━━ ИСХОДНЫЙ ОТРЫВОК ━━

Второй случай произошёл, когда мы с мамой жили летом на даче. Своей дачи у нас не было, а мама в жару из-за больного сердца задыхалась в городе. Поэтому мы снимали на лето комнату с террасой в ближнем Подмосковье. По разным причинам дважды снять дачу у одних и тех же хозяев не получалось, поэтому места всё время менялись. На даче постоянно  жили я с мамой, а отец и Галя иногда приезжали вечером или по выходным. Яшку мы на дачи не брали, опасаясь хозяйских или соседских кошек. В это время уход за ним и кормление целиком ложились на Галины и отцовские плечи. С этими обязанностями они справлялись, но вот загнать Яшку на ночь в клетку не всегда получалось. И отец, и Галя ехали на дачу сразу после работы или учёбы, не заезжая домой. Чаще всего они оставались на даче ночевать, а утром спешили вернуться в город, чтобы накормить Яшку, налить ему воды для питья и купания и убрать в клетке. Яшка против такого режима не возражал, только более бурно, чем обычно, выражал восторг по поводу  Галиного или отцовского  появления – пел, кричал, приплясывал на длинных ногах и требовал угощения.

В тот августовский вечер отец приехал на дачу довольно поздно, уже начинало темнеть. Собиралась гроза. Небо затянулось тучами, начал накрапывать дождь. Мы с мамой уговаривали отца остаться переночевать на даче, но он отказывался, говорил, что какое-то шестое чувство гонит его домой, где Яшка остался один и не был заперт в клетке (Галя тогда отдыхала в пансионате).

━━━

ЗАДАНИЕ 1: Из-за чего, согласно отрывку, мама задыхалась в городе в жару?
ЗАДАНИЕ 2: Воспроизведите без изменений часть отрывка: начните с места, где стоят слова «В тот августовский», и остановитесь после слов «отдыхала в пансионате).».
ЗАДАНИЕ 3: Переведите на английский язык предложение из отрывка: «Яшку мы на дачи не брали, опасаясь хозяйских или соседских кошек.»

━━ СОДЕРЖИМОЕ НАБОРА ДАННЫХ ━━

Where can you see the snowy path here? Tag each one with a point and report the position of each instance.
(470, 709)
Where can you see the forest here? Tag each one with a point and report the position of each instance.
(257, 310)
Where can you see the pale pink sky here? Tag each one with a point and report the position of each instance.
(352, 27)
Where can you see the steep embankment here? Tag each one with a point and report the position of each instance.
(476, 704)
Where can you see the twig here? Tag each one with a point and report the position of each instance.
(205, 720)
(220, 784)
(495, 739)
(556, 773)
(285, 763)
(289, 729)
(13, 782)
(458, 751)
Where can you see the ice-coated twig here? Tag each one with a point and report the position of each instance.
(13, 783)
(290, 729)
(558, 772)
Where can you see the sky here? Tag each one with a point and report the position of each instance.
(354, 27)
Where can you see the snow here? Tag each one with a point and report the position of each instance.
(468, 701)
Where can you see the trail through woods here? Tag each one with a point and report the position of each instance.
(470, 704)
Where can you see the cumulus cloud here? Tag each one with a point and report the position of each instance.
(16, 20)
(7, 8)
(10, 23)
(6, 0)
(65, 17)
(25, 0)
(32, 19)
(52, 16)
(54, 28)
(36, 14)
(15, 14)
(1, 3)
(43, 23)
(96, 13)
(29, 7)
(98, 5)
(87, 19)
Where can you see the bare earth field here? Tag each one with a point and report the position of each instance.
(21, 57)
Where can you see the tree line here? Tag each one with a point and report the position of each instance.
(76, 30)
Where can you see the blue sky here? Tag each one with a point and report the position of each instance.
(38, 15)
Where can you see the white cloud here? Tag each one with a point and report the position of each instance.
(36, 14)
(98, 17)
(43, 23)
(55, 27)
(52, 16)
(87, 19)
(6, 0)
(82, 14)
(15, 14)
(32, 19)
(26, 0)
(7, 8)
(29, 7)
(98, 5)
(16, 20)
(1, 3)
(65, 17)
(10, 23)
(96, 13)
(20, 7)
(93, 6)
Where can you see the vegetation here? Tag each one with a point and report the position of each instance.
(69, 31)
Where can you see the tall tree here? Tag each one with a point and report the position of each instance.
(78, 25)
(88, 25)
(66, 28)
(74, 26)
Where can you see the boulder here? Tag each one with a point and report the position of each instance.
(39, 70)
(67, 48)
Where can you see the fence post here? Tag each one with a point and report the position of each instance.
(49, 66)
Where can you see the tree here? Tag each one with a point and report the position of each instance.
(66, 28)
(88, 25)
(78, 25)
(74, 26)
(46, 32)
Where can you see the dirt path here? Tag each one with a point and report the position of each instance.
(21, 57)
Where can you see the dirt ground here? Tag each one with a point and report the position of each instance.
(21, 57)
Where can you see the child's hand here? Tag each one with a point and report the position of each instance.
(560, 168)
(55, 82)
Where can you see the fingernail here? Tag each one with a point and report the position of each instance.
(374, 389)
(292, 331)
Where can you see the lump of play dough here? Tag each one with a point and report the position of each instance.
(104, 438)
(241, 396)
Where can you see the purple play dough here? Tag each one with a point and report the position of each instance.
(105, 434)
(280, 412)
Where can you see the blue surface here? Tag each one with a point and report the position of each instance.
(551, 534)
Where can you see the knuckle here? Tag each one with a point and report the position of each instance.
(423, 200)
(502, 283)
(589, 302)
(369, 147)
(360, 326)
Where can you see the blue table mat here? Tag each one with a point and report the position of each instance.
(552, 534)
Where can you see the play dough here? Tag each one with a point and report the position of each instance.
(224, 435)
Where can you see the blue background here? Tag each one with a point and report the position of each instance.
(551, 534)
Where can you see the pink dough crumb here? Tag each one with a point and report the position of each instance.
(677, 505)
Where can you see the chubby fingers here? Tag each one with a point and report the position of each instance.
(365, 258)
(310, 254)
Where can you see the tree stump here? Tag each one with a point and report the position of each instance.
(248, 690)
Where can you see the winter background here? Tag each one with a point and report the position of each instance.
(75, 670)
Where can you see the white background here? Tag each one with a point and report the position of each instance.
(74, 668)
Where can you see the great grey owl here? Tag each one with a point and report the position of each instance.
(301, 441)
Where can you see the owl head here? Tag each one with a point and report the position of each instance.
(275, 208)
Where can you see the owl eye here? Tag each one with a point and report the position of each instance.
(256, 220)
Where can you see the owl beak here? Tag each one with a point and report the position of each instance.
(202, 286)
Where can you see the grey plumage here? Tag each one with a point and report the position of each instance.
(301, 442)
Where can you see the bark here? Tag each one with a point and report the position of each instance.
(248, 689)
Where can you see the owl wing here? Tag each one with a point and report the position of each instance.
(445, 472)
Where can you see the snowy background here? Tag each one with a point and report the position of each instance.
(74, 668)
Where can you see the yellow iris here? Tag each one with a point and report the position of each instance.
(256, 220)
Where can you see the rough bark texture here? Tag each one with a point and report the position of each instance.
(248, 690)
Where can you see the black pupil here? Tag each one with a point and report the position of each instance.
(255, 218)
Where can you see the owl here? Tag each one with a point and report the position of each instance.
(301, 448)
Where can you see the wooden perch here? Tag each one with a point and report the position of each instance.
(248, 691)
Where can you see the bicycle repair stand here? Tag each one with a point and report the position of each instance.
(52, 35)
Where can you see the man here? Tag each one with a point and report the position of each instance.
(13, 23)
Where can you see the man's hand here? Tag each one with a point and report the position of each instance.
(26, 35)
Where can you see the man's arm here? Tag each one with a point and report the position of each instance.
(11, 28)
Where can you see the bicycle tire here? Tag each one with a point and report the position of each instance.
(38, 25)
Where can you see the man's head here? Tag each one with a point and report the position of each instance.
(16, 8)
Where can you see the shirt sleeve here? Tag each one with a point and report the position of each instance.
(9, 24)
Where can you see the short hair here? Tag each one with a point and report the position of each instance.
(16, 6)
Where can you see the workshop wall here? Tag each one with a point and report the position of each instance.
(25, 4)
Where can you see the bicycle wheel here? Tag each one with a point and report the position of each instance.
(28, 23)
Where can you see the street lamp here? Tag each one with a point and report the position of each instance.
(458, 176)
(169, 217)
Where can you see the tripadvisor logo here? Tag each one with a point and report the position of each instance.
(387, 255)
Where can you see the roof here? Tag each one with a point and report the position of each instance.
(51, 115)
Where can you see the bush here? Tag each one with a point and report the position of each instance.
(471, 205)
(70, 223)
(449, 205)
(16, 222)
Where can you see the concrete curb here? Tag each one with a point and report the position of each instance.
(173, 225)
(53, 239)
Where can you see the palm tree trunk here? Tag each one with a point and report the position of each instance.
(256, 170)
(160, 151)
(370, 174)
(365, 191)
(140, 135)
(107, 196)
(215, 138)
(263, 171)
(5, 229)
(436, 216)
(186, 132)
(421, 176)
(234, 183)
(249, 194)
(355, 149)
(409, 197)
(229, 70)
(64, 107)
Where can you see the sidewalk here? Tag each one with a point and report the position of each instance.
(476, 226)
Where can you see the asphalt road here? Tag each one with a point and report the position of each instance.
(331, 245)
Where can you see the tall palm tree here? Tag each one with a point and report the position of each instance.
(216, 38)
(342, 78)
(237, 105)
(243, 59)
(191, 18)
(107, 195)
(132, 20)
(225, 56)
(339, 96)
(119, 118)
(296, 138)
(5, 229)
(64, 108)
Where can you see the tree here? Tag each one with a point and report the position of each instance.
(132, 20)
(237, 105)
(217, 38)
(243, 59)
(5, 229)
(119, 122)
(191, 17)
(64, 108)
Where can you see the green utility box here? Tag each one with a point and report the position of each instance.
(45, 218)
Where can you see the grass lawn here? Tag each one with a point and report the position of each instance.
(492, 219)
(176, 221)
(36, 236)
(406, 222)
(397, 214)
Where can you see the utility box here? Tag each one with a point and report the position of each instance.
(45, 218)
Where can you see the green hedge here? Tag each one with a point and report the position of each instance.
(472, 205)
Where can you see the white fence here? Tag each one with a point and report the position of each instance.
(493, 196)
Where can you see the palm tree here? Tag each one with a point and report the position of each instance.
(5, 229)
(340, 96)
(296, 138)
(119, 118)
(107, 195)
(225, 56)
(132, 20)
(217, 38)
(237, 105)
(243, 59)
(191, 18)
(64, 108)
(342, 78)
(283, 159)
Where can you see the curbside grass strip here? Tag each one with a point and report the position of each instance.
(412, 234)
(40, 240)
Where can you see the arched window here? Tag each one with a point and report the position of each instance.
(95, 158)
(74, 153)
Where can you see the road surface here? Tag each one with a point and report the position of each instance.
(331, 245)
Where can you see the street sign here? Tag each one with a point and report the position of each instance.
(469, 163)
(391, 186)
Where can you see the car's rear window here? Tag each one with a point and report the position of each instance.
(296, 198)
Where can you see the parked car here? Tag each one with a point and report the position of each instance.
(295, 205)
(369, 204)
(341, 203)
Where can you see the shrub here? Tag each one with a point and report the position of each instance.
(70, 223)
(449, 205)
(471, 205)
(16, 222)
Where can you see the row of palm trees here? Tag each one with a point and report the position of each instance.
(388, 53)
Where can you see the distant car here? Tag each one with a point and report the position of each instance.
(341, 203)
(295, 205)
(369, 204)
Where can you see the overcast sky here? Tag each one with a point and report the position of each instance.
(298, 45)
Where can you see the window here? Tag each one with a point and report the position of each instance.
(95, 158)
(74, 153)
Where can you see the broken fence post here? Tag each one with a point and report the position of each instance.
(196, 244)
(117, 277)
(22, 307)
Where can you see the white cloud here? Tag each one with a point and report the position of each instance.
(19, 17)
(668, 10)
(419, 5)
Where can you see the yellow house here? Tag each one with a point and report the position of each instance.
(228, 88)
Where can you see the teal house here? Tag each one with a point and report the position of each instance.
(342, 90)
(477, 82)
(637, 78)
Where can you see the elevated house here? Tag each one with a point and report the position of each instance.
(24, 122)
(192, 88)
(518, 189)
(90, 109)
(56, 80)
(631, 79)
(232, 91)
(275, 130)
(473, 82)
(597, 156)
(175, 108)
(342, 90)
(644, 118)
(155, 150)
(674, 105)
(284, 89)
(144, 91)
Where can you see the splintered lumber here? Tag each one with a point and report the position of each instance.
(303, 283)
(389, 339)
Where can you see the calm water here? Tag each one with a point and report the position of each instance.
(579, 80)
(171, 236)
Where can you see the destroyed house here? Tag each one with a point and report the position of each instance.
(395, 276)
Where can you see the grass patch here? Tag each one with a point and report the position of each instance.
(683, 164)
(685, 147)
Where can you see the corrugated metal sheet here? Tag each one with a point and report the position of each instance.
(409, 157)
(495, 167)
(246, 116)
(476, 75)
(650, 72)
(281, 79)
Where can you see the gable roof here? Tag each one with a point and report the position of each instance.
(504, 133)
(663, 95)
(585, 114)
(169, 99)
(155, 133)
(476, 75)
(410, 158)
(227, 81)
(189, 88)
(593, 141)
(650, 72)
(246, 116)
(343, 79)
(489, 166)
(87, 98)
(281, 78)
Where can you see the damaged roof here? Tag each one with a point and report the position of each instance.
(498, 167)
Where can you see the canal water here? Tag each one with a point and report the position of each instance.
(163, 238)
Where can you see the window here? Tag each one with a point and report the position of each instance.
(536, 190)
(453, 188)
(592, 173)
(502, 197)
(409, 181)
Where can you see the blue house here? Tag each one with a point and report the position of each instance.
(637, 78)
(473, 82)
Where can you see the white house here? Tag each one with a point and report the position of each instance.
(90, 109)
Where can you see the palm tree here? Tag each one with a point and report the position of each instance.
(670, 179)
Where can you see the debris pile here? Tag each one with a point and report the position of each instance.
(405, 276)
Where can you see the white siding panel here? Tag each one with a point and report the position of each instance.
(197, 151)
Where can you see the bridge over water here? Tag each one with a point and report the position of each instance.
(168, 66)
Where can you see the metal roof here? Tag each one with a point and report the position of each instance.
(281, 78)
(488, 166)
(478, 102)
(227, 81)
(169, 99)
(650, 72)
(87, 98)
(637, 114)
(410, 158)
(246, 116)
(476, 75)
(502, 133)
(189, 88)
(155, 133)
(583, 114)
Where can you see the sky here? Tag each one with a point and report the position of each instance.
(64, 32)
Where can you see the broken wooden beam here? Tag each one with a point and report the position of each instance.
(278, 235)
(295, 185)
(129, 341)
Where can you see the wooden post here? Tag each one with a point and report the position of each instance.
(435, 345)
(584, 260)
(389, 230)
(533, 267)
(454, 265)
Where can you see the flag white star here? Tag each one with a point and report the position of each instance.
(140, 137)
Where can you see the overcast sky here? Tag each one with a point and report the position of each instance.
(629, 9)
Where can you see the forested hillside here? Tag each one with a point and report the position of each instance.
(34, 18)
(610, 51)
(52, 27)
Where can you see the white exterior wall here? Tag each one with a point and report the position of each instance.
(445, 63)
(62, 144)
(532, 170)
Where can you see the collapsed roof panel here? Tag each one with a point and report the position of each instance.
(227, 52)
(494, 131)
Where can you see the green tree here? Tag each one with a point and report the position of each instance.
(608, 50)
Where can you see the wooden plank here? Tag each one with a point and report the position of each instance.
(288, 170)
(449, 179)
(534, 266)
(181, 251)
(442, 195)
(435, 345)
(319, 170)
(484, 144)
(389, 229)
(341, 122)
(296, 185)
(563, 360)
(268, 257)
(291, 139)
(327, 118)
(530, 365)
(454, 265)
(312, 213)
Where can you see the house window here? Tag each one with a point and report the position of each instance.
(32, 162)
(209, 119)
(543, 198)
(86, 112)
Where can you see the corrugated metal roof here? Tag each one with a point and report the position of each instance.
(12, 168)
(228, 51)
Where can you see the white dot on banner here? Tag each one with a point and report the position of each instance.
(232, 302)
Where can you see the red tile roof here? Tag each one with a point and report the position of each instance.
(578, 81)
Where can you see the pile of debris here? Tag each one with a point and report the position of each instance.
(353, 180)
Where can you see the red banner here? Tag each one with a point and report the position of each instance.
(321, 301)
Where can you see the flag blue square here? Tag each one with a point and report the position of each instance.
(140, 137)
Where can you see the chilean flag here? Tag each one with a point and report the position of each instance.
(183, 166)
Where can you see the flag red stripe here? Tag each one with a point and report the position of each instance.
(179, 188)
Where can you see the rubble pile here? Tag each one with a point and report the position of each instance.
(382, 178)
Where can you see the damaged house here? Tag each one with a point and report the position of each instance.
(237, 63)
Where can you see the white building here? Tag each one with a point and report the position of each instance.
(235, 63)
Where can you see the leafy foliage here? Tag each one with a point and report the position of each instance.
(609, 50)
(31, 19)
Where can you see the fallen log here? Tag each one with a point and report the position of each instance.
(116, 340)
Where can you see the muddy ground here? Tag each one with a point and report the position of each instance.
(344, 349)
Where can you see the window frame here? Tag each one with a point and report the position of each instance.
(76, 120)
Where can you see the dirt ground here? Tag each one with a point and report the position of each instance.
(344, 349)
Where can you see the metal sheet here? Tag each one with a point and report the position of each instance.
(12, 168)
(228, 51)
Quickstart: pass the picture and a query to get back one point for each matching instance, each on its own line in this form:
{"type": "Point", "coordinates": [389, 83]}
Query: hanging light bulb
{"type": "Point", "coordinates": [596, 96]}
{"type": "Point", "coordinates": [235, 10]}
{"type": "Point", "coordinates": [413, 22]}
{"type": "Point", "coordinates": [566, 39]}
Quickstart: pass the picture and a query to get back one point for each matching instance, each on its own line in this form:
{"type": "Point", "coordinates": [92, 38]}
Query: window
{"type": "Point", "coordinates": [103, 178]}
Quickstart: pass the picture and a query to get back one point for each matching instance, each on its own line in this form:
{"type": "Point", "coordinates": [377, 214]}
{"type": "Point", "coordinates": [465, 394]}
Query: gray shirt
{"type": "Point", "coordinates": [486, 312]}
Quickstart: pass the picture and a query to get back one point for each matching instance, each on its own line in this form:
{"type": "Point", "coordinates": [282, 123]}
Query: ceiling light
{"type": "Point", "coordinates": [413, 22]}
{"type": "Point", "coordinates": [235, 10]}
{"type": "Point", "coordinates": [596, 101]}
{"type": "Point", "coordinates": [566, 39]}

━━━

ПОЛЕ ОТВЕТА 1: Из-за больного сердца.

ПОЛЕ ОТВЕТА 2:
В тот августовский вечер отец приехал на дачу довольно поздно, уже начинало темнеть. Собиралась гроза. Небо затянулось тучами, начал накрапывать дождь. Мы с мамой уговаривали отца остаться переночевать на даче, но он отказывался, говорил, что какое-то шестое чувство гонит его домой, где Яшка остался один и не был заперт в клетке (Галя тогда отдыхала в пансионате).

ПОЛЕ ОТВЕТА 3: We didn't take Yashka to the dachas, fearing the owners' or the neighbors' cats.